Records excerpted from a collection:
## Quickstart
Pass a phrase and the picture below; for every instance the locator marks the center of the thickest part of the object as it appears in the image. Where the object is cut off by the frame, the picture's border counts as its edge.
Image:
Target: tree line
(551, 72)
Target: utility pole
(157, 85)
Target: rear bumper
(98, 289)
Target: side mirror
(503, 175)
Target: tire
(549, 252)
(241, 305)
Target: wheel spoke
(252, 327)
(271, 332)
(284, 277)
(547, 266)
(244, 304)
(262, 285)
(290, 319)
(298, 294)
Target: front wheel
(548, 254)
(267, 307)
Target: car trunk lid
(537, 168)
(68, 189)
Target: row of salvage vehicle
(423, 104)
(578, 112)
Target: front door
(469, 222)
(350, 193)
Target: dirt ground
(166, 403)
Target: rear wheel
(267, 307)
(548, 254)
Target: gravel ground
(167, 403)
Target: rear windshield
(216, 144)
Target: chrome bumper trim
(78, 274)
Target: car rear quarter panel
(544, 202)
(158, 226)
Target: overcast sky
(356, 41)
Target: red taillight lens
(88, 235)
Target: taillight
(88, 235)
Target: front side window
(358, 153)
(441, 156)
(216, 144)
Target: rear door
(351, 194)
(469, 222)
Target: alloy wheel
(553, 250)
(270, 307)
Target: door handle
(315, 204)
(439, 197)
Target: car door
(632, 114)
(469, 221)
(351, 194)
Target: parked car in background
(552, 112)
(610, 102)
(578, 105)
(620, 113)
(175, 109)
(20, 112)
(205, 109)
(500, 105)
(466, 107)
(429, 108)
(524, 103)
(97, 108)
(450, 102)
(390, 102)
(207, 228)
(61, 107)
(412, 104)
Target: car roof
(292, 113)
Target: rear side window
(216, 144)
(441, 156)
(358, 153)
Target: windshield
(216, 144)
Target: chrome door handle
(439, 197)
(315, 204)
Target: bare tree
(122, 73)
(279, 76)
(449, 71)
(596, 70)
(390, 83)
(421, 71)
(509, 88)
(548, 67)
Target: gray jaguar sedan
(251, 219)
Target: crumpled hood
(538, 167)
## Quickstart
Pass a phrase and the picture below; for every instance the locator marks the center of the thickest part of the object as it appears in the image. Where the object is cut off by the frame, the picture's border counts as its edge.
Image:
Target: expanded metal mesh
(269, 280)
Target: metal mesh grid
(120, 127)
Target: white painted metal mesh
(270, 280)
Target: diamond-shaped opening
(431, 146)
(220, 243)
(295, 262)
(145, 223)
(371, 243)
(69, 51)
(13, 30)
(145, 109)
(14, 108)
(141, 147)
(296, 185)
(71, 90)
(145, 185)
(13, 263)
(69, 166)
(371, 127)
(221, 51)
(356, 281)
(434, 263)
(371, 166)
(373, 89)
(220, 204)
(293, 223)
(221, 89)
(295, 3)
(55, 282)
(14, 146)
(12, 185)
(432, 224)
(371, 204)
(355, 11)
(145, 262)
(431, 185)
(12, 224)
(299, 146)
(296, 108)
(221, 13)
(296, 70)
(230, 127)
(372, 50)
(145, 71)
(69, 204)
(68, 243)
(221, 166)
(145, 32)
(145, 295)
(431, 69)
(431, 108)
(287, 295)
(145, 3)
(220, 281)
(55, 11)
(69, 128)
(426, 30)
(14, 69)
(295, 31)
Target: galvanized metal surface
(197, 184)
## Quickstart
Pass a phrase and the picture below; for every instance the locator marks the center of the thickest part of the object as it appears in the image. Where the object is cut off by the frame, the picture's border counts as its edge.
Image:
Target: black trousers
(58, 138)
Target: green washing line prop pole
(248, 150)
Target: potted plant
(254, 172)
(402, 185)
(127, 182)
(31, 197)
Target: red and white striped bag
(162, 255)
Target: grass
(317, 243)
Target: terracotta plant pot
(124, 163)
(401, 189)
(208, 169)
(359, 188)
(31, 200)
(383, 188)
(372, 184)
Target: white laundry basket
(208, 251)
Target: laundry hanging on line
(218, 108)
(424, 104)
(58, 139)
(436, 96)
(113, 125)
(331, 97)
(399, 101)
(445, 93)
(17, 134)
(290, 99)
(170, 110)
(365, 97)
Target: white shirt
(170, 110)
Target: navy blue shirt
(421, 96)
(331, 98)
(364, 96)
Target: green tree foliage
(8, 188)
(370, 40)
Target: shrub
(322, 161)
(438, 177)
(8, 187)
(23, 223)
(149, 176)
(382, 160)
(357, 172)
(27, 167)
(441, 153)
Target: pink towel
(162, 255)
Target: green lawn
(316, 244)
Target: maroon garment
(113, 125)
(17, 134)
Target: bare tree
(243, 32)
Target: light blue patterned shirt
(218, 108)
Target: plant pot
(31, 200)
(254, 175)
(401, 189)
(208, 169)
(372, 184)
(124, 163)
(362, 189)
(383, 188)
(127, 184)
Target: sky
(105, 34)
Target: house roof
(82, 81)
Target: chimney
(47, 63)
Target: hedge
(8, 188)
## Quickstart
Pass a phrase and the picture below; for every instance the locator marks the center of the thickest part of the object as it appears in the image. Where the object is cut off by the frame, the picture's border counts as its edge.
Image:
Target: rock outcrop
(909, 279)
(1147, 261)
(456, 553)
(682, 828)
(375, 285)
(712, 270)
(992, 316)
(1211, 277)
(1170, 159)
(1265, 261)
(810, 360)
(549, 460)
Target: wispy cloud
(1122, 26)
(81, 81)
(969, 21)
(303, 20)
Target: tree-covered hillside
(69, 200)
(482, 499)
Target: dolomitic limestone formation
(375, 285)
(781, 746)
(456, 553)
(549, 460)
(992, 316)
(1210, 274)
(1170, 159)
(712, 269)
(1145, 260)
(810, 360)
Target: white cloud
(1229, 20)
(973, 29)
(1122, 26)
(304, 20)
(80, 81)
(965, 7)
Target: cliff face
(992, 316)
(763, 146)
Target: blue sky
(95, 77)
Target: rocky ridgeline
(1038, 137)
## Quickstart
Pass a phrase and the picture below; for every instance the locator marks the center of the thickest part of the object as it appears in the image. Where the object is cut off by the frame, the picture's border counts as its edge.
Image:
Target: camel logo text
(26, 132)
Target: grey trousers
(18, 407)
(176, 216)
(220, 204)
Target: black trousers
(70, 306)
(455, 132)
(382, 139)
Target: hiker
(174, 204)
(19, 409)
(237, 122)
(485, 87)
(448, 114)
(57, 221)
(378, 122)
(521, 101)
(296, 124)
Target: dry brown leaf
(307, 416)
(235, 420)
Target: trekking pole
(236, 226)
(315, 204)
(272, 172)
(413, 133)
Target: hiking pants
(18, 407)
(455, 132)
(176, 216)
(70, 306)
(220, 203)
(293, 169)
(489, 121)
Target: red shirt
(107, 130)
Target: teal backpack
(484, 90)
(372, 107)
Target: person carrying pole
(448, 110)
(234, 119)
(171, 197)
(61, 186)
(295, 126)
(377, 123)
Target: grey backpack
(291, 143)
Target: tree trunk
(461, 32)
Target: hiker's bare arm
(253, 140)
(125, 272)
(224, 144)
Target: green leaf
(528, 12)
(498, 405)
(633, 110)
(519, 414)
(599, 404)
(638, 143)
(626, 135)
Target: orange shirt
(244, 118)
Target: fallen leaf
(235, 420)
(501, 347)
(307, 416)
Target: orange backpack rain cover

Exercise instructions:
Line by line, set the records above down again exactly.

Exercise response:
## Quickstart
Pass a phrase and the picture below; for every instance the locator marks the center of the thickest part of the object as it appears in the image. Where the object is cut off by the frame, the picture's border counts as its edge.
Image:
Target: tree line
(551, 72)
Target: utility pole
(157, 85)
Target: rear bumper
(98, 289)
Target: side mirror
(503, 175)
Target: tire
(549, 252)
(241, 305)
Target: wheel spoke
(252, 327)
(271, 332)
(284, 277)
(547, 266)
(244, 304)
(262, 285)
(290, 319)
(298, 294)
Target: front wheel
(548, 254)
(267, 307)
Target: car trunk lid
(537, 168)
(68, 189)
Target: row of salvage vehicle
(423, 104)
(578, 112)
Target: front door
(469, 222)
(350, 193)
Target: dirt ground
(166, 403)
Target: rear wheel
(267, 307)
(548, 254)
Target: gravel ground
(167, 403)
Target: rear windshield
(216, 144)
Target: chrome bumper trim
(78, 274)
Target: car rear quarter panel
(544, 202)
(158, 226)
Target: overcast sky
(356, 41)
Target: red taillight lens
(88, 235)
Target: taillight
(88, 235)
Target: front side window
(358, 153)
(441, 156)
(216, 144)
Target: rear door
(351, 194)
(469, 222)
Target: alloy wheel
(553, 250)
(270, 307)
Target: door handle
(315, 204)
(439, 197)
Target: car door
(632, 114)
(469, 221)
(351, 194)
Target: parked car in background
(552, 112)
(610, 102)
(578, 105)
(620, 113)
(175, 109)
(20, 112)
(205, 109)
(500, 105)
(466, 107)
(429, 108)
(524, 103)
(97, 108)
(450, 102)
(390, 102)
(207, 228)
(61, 107)
(412, 104)
Target: car roof
(292, 113)
Target: rear side window
(216, 144)
(441, 156)
(358, 153)
Target: windshield
(216, 144)
Target: chrome door handle
(439, 197)
(315, 204)
Target: bare tree
(122, 73)
(279, 76)
(449, 71)
(596, 70)
(390, 83)
(421, 71)
(509, 88)
(548, 67)
Target: gray jaguar sedan
(251, 219)
Target: crumpled hood
(538, 167)
## Quickstart
Pass a phrase and the picture below; for every instance the locator marks the center of the thickest part of the object as it appears in the image. Where the object is cut off by the frame, the picture's border counts as its edge.
Image:
Target: expanded metal mesh
(269, 280)
Target: metal mesh grid
(120, 127)
Target: white painted metal mesh
(270, 280)
Target: diamond-shaped opening
(431, 146)
(220, 243)
(295, 262)
(145, 223)
(371, 243)
(69, 51)
(13, 30)
(145, 109)
(14, 108)
(141, 147)
(296, 185)
(71, 90)
(145, 185)
(13, 263)
(69, 166)
(371, 127)
(221, 51)
(356, 281)
(434, 263)
(371, 166)
(373, 89)
(220, 204)
(293, 223)
(221, 89)
(295, 3)
(55, 282)
(14, 146)
(12, 185)
(432, 224)
(371, 204)
(355, 11)
(145, 262)
(431, 185)
(12, 224)
(299, 146)
(296, 108)
(221, 13)
(296, 70)
(230, 127)
(372, 50)
(145, 71)
(69, 204)
(68, 243)
(221, 166)
(145, 32)
(145, 295)
(431, 69)
(431, 108)
(287, 295)
(145, 3)
(220, 281)
(55, 11)
(69, 128)
(426, 30)
(14, 69)
(295, 31)
Target: galvanized metal surface
(197, 184)
## Quickstart
Pass a phrase and the picture below; for every instance the locator marks the center of the thickest part of the object as it appears in the image. Where the object is cut off by the frame, the picture's border counts as its edge.
Image:
Target: black trousers
(58, 138)
Target: green washing line prop pole
(248, 150)
Target: potted plant
(254, 172)
(402, 185)
(127, 182)
(31, 197)
Target: red and white striped bag
(162, 255)
Target: grass
(317, 243)
Target: terracotta plant pot
(124, 163)
(401, 189)
(208, 169)
(359, 188)
(31, 200)
(383, 188)
(372, 184)
Target: white laundry basket
(208, 251)
Target: laundry hanging on line
(218, 108)
(424, 104)
(58, 139)
(436, 96)
(113, 125)
(331, 97)
(399, 101)
(445, 93)
(17, 134)
(290, 99)
(170, 110)
(365, 97)
Target: white shirt
(170, 110)
Target: navy blue shirt
(421, 96)
(331, 98)
(364, 96)
Target: green tree foliage
(8, 188)
(370, 40)
Target: shrub
(322, 161)
(438, 177)
(8, 187)
(23, 223)
(149, 176)
(382, 160)
(357, 172)
(27, 167)
(441, 153)
Target: pink towel
(162, 255)
Target: green lawn
(316, 244)
Target: maroon garment
(113, 125)
(17, 134)
Target: bare tree
(243, 32)
Target: light blue patterned shirt
(218, 108)
Target: plant pot
(31, 200)
(254, 175)
(401, 189)
(208, 169)
(372, 184)
(124, 163)
(362, 189)
(383, 188)
(127, 184)
Target: sky
(105, 34)
Target: house roof
(82, 81)
Target: chimney
(47, 63)
Target: hedge
(8, 188)
## Quickstart
Pass a phrase and the picture below; for every instance the locator marks the center of the thickest part of the object as it appears in the image. Where the object is cut off by the frame, the picture's border counts as its edge.
Image:
Target: rock outcrop
(909, 279)
(1147, 261)
(456, 553)
(682, 828)
(375, 285)
(712, 270)
(992, 316)
(1211, 277)
(1170, 159)
(1265, 261)
(810, 360)
(549, 460)
Target: wispy cloud
(1122, 26)
(81, 81)
(969, 21)
(303, 20)
Target: tree-covered hillside
(69, 200)
(482, 499)
Target: dolomitic limestone formation
(375, 285)
(781, 746)
(456, 553)
(549, 460)
(992, 316)
(1210, 274)
(1170, 159)
(712, 269)
(1145, 260)
(810, 360)
Target: white cloud
(1229, 20)
(973, 29)
(1122, 26)
(304, 20)
(80, 81)
(965, 7)
Target: cliff face
(992, 316)
(763, 146)
Target: blue sky
(95, 77)
Target: rocky ridgeline
(1038, 137)
## Quickstart
Pass a phrase and the picture below; for every instance the locator marks the center of the thickest part of the object as it appears in the image. Where the object is cut off by the frame, the picture's border counts as its edge.
Image:
Target: camel logo text
(26, 132)
Target: grey trousers
(18, 407)
(176, 216)
(220, 204)
Target: black trousers
(70, 306)
(455, 132)
(382, 139)
Target: hiker
(174, 204)
(19, 409)
(237, 122)
(485, 87)
(448, 114)
(57, 221)
(378, 122)
(521, 101)
(296, 124)
Target: dry brown leaf
(307, 416)
(235, 420)
Target: trekking pole
(236, 226)
(315, 204)
(272, 172)
(413, 133)
Target: hiking pants
(18, 407)
(455, 132)
(176, 216)
(70, 306)
(220, 203)
(293, 169)
(489, 121)
Target: red shirt
(107, 130)
Target: teal backpack
(484, 90)
(372, 107)
Target: person carrying pole
(448, 110)
(234, 119)
(171, 197)
(61, 186)
(295, 126)
(377, 123)
Target: grey backpack
(291, 143)
Target: tree trunk
(461, 32)
Target: hiker's bare arm
(253, 140)
(125, 272)
(224, 144)
Target: green leaf
(528, 12)
(498, 405)
(633, 110)
(519, 414)
(599, 404)
(638, 143)
(626, 135)
Target: orange shirt
(244, 118)
Target: fallen leaf
(235, 420)
(501, 347)
(307, 416)
Target: orange backpack rain cover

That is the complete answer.